TRECHO FORNECIDO:
Uma das fundadoras do Movimento de Mulheres Municipalistas, integrante da Confederação Nacional dos Municípios e criadora da Centro de Estudos e Apoio aos Municípios e Empresas, ressalta a necessidade de frentes que busquem mais respeito e direitos para pessoas 60+
A rotina de Dalva Christofoletti Paes da Silva contraria todas as expectativas sociais a respeito de uma pessoa de 85 anos. A executiva começa os trabalhos às 6 horas da manhã e encerra próximo à meia-noite. Na agenda do dia há pelo menos três reuniões virtuais e outros dois compromissos por telefone. Seus atendimentos são, em maioria, consultoria de projetos para municípios e primeiras-damas. Dalva completou recentemente 68 anos de trabalho no movimento municipalista, do qual começou na cidade de Rio Claro em 1954. Desde então, ela se dedica integralmente a projetos que contribuam diretamente com o município, além da luta pelo protagonismo feminino nos ambientes de poder e decisão.
Por mais de 25 anos, Dalva foi diretora executiva da Associação Paulista de Municípios (APM), onde hoje é relações públicas e membro do Conselho Técnico Multidisciplinar. A carreira começou quando em abril de 1954, ainda muito jovem, foi representar o prefeito de Rio Claro em uma reunião da entidade.
“Lembro-me que era dia primeiro de abril, mas a história é verdade. O prefeito pediu que eu o representasse em uma reunião com o então presidente da APM, Aniz Badra. Ele pediu que eu anotasse a pauta da reunião e não me manifestasse, apenas justificasse sua ausência. Quando entrei na sala me vi cercada por centenas de homens. Eu era a única mulher naquele espaço, e com os meus mais de 1.70 de altura era impossível de não ser notada. Descumpri as ordens do prefeito, acabei me manifestando e naquele dia me apaixonei pela causa municipalista e, além disso, entendi que tinha que lutar por mais protagonismo feminino nesses espaços”, explica.
Dalva conta que sua atuação na APM é fortalecer os objetivos da instituição ao evidenciar a importância dos municípios. Na divisão dos recursos, as cidades acabam ficando com a menor parcela da arrecadação, o que afeta e limita diretamente seu desempenho nos serviços oferecidos. Entre as principais conquistas da entidade, que soma 70 anos de ação, estão a inclusão de municípios como entes federativos na constituição de 1988, o aumento da participação no fundos dos municípios – hoje estipulado em 22,5% – e as regulamentações que tornaram semanais os repasses às cidades dos recursos arrecadados por meio do ICMS.

MATERIAL:
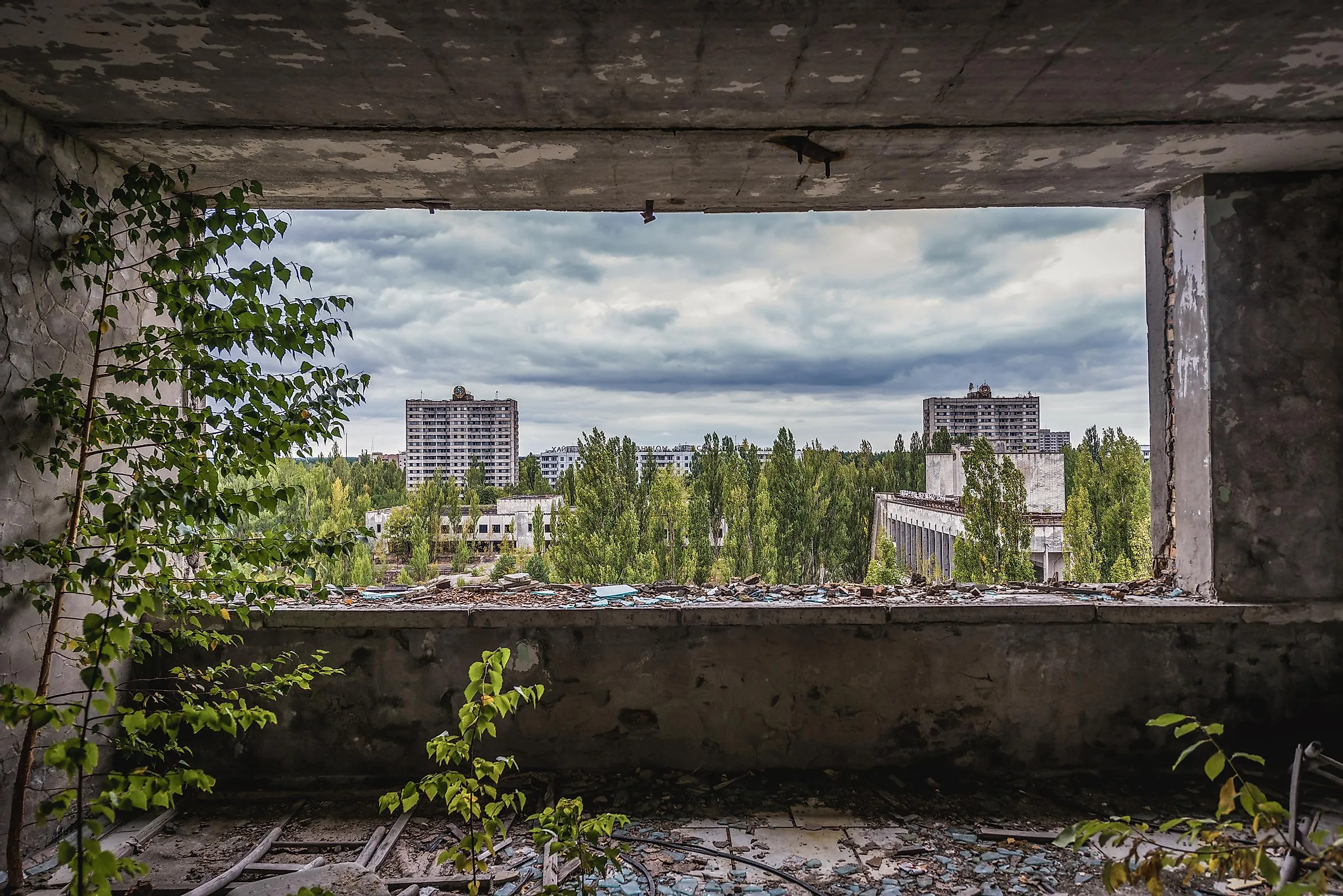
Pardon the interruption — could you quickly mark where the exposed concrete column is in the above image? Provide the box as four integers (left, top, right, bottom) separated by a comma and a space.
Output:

INSTRUÇÃO DADA 1: Altere a parte do trecho que começa com as palavras contendo "Dalva conta que" e termina em "meio do ICMS.", reescrevendo-a com "APM" trocado por "Associação Paulista de Municípios".
INSTRUÇÃO DADA 2:
Indique, para cada afirmação a seguir, se ela concorda com o trecho, respondendo sim ou não e citando as palavras do trecho que decidem.
(a) Dalva começou no movimento municipalista em Rio Claro, em 1954.
(b) Dalva foi diretora executiva da APM por menos de dez anos.
(c) O prefeito pediu que Dalva se manifestasse na reunião com o presidente da APM.
A listagem não tem relação alguma com o trecho.

RESPOSTA COMPLETA 1:
Dalva conta que sua atuação na Associação Paulista de Municípios é fortalecer os objetivos da instituição ao evidenciar a importância dos municípios. Na divisão dos recursos, as cidades acabam ficando com a menor parcela da arrecadação, o que afeta e limita diretamente seu desempenho nos serviços oferecidos. Entre as principais conquistas da entidade, que soma 70 anos de ação, estão a inclusão de municípios como entes federativos na constituição de 1988, o aumento da participação no fundos dos municípios – hoje estipulado em 22,5% – e as regulamentações que tornaram semanais os repasses às cidades dos recursos arrecadados por meio do ICMS.

RESPOSTA COMPLETA 2:
(a) Sim: "Dalva completou recentemente 68 anos de trabalho no movimento municipalista, do qual começou na cidade de Rio Claro em 1954."
(b) Não: "Por mais de 25 anos, Dalva foi diretora executiva da Associação Paulista de Municípios (APM)"
(c) Não: "Ele pediu que eu anotasse a pauta da reunião e não me manifestasse, apenas justificasse sua ausência."